Exercise details
Reproduce the data verbatim, starting at the line that contains "front wheel?" and ending at the last line of the data, with both of those lines included.

Listed records
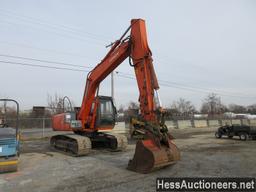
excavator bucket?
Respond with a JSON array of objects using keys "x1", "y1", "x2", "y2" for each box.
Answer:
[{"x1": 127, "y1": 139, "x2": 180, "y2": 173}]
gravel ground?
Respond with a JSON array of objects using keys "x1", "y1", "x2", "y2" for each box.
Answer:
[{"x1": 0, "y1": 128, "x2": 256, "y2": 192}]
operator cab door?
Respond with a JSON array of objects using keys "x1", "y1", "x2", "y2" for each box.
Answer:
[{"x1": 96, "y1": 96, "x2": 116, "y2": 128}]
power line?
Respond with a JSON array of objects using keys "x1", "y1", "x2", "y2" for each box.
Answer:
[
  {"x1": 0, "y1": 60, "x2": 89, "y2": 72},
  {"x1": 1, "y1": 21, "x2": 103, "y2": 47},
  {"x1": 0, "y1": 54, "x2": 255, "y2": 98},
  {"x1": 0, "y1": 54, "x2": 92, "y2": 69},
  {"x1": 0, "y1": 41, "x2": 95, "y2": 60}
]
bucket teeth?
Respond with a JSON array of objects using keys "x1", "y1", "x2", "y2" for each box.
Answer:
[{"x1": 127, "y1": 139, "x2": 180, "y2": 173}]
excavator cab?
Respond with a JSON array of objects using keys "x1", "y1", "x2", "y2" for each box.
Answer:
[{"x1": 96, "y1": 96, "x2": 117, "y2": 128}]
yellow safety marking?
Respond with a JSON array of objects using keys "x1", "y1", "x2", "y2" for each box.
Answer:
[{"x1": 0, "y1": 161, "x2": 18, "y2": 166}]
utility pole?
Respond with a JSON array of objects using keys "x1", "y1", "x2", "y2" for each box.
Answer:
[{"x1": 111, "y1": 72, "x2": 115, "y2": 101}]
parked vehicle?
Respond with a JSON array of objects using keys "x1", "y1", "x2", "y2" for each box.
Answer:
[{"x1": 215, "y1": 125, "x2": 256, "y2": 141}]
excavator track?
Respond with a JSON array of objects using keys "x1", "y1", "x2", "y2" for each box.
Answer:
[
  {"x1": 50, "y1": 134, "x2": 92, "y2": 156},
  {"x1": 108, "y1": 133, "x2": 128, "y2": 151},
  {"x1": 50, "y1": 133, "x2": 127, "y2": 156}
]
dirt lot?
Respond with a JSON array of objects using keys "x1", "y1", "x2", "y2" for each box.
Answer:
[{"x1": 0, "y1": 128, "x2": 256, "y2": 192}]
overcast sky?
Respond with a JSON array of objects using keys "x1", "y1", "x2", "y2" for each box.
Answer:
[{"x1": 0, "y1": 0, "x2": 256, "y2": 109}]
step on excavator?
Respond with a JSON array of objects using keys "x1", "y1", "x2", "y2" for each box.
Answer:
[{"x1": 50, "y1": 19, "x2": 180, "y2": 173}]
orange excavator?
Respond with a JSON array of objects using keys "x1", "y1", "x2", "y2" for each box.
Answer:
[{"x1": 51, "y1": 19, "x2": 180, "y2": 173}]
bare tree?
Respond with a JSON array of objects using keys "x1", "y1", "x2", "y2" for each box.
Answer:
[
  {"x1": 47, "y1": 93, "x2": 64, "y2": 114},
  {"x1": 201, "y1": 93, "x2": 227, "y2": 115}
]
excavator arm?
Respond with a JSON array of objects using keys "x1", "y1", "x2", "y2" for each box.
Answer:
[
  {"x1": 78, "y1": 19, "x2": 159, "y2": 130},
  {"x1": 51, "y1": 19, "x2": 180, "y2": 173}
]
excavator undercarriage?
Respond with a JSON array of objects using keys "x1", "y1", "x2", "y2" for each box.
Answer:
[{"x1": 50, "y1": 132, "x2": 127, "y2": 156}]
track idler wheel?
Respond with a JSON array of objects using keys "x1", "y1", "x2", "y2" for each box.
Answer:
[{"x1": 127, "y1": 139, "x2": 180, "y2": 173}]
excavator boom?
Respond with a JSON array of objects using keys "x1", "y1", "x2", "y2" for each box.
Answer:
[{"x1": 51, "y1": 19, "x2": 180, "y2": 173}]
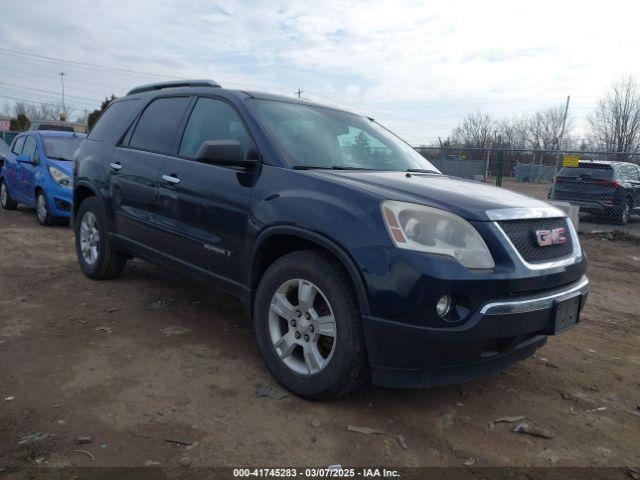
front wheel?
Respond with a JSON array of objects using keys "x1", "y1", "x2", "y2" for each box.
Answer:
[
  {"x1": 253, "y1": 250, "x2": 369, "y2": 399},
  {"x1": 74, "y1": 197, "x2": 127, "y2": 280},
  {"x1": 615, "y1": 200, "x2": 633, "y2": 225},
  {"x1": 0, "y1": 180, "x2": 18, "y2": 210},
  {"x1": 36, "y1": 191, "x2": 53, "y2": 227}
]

Answer to the problem
front wheel?
Respond with a JSON array of objects using keys "x1", "y1", "x2", "y2" for each box.
Answer:
[
  {"x1": 253, "y1": 250, "x2": 369, "y2": 399},
  {"x1": 74, "y1": 197, "x2": 127, "y2": 280},
  {"x1": 615, "y1": 200, "x2": 633, "y2": 225},
  {"x1": 0, "y1": 180, "x2": 18, "y2": 210},
  {"x1": 36, "y1": 191, "x2": 53, "y2": 227}
]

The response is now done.